> [Dataset records]:
··········

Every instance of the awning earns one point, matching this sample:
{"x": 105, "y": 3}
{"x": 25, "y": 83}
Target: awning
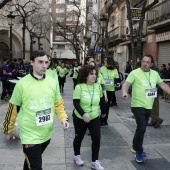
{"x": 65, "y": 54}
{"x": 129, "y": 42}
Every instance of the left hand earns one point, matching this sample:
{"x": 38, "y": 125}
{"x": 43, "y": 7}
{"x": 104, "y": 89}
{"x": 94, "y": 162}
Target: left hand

··········

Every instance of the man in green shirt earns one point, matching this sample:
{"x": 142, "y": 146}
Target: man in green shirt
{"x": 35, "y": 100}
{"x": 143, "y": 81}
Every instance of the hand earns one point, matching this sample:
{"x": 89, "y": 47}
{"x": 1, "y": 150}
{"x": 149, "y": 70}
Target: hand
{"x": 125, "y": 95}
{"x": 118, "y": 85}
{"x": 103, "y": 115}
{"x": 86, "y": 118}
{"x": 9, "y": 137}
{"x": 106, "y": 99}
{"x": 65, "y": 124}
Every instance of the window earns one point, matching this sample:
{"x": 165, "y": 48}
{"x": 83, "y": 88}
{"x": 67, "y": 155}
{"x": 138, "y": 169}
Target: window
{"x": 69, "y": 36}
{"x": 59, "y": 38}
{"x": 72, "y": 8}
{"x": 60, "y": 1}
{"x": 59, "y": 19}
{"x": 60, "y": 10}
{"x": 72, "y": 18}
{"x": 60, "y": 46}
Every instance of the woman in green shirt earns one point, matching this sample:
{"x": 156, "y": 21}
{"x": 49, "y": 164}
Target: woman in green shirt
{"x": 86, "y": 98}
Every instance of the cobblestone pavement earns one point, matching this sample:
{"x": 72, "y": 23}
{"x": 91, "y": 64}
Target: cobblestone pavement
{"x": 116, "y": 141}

··········

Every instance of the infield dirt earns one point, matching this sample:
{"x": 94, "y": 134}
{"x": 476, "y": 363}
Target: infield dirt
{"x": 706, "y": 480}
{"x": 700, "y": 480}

··········

> [GIVEN EXERCISE]:
Rewrite the data from the line containing "Every instance of the awning" through the line containing "Target: left hand", keeping every line. Scale each answer coordinate by 1.2 and round it to a whole number with halves rounded up, leave all other numbers unchanged, and omit the pictures.

> [OUTPUT FOR THIS EXERCISE]:
Every instance of the awning earns one point, matching this sample:
{"x": 105, "y": 3}
{"x": 25, "y": 83}
Target: awning
{"x": 78, "y": 65}
{"x": 155, "y": 50}
Every instance of the left hand earns one point, matching this sample:
{"x": 38, "y": 125}
{"x": 43, "y": 7}
{"x": 104, "y": 89}
{"x": 94, "y": 162}
Target: left hand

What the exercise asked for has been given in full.